I’ve learned that you have to intentionally train yourself to stop reaching for your smartphone every five minutes, stop thinking about all the details you normally are multi-tasking during the day, stop rushing into new topics in your mind, and slow down to spend time with God and your family. That’s the only way to go deep with the “Great Deep,” as some ministry leaders call our Lord.

Jesus often went away to spend quiet time with our heavenly Father to re-energize, refresh and renew.

In the New Testament, Jesus spent time alone with the Father many times as described in these scripture passages: Matthew 14:13, Mark 1:35, Mark 6:45-46, Mark 14:32-34, Luke 4:42, Luke 5:16, Luke 6:12, Luke 9:18 and John 6:15.
Jesus actually instructed us to pray to God alone at times:

“When you pray, go into your room, close the door and pray to your Father, who is unseen. Then your Father, who sees what is done in secret, will reward you.” (Matthew 6:6)

In the Old Testament, we see many stories where God calls His prophets to come to Him alone. Moses met with God alone at the burning bush and then on Mt. Sinai. David, whose many psalms reflect a confident familiarity with God, communed with Him while on the run from Saul (Psalm 57). God’s presence passed by when Elijah was alone in a cave. In our SIU Bridges training events, our indigenous partners tell and retell these stories found in the Old and New Testaments, which remind us of how much our God desires for us to spend time with Him. The concept of a God who pursues us is very different from Muslim, Hindi, and Buddhist teaching, which makes these stories so very powerful.

......

Requirement A:
Set down the article word for word, from "I’ve learned that" up to and including "call our Lord.".

Material shown:
......

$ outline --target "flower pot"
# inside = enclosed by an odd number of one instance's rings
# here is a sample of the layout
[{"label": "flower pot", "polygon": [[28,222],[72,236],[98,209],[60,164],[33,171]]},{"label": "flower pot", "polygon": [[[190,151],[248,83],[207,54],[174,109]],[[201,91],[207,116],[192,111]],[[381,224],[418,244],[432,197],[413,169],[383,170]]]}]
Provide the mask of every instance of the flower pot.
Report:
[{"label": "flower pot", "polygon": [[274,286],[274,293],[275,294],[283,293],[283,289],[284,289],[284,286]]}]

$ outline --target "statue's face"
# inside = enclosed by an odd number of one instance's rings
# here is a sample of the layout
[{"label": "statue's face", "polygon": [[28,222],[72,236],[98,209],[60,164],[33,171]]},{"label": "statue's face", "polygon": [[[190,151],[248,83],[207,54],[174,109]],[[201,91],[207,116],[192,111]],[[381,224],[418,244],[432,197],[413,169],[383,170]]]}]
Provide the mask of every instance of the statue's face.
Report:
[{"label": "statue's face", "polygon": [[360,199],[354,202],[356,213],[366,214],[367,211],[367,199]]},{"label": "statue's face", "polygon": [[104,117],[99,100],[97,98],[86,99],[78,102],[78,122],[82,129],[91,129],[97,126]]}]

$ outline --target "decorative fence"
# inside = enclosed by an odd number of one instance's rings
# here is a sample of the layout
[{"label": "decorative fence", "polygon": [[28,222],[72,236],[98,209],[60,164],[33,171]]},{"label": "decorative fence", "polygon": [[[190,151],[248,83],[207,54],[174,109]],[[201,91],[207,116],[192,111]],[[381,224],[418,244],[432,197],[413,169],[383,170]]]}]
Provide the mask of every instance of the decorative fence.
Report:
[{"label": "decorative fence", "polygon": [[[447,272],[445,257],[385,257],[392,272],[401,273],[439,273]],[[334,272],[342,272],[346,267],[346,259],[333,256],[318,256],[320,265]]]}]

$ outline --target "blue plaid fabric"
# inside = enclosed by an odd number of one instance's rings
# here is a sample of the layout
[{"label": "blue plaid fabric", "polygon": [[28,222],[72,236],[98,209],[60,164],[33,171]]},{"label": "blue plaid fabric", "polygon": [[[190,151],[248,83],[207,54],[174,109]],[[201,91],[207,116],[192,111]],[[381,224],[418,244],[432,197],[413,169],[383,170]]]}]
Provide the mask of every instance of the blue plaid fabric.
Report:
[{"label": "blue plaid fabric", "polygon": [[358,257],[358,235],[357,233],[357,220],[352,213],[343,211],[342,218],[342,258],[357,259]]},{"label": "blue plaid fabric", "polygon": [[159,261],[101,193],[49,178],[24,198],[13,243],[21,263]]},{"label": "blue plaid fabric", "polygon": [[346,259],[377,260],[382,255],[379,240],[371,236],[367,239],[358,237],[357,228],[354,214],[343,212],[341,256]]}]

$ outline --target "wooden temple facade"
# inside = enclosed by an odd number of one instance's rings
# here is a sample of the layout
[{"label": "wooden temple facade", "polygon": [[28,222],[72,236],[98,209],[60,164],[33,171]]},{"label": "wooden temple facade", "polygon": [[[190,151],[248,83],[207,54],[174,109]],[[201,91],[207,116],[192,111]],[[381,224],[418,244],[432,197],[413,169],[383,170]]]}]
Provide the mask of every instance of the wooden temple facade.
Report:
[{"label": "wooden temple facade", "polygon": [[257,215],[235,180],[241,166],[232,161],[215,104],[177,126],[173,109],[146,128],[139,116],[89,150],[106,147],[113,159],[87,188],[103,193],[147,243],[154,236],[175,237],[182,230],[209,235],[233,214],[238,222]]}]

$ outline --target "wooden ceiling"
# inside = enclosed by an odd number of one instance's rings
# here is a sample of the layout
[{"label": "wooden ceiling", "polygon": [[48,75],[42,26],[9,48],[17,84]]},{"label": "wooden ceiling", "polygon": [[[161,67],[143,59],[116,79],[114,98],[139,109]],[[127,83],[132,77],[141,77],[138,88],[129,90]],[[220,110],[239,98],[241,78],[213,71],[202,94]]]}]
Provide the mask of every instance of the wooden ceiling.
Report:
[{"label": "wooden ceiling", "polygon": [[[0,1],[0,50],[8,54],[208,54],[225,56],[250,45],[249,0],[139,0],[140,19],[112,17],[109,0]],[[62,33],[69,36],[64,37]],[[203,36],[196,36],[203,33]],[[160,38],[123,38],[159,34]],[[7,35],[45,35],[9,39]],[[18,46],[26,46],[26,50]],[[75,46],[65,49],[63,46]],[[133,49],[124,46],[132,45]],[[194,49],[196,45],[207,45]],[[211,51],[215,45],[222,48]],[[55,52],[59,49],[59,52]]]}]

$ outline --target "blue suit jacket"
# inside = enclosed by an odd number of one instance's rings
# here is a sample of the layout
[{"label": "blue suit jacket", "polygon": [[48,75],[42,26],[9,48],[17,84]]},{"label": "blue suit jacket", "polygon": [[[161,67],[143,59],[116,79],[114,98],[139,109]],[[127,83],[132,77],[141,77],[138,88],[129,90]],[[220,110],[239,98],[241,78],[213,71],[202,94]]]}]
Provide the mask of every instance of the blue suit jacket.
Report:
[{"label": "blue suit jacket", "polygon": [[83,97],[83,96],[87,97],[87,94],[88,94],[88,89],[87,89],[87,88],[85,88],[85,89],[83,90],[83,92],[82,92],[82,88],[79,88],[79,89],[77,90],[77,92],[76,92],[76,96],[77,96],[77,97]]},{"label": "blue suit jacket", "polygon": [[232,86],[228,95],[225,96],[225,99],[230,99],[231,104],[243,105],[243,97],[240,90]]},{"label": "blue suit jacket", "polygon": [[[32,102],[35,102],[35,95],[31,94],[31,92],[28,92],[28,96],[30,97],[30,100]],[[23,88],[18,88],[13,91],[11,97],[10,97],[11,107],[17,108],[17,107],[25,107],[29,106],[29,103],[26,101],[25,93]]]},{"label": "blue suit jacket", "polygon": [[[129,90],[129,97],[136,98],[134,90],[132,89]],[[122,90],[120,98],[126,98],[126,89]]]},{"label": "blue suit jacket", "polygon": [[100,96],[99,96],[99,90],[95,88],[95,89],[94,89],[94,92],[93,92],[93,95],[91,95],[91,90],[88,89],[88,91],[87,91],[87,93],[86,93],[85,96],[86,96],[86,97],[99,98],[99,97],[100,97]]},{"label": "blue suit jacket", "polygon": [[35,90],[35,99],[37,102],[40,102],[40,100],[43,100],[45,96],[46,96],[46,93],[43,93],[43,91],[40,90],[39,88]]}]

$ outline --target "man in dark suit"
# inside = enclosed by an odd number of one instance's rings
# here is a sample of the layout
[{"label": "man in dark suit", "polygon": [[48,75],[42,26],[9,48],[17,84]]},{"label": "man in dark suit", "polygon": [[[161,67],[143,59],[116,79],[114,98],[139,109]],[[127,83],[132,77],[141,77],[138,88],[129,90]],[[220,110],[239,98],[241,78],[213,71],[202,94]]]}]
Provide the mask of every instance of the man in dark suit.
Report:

......

Requirement B:
Report every line of the rows that contains the string "outline", matching case.

Exercise response A:
I’ve learned that you have to intentionally train yourself to stop reaching for your smartphone every five minutes, stop thinking about all the details you normally are multi-tasking during the day, stop rushing into new topics in your mind, and slow down to spend time with God and your family. That’s the only way to go deep with the “Great Deep,” as some ministry leaders call our Lord.

Exercise response B:
$ outline --target "flower pot"
$ outline --target "statue's face"
$ outline --target "decorative fence"
$ outline --target "blue plaid fabric"
$ outline --target "wooden temple facade"
$ outline --target "wooden ceiling"
$ outline --target "blue suit jacket"
$ outline --target "man in dark suit"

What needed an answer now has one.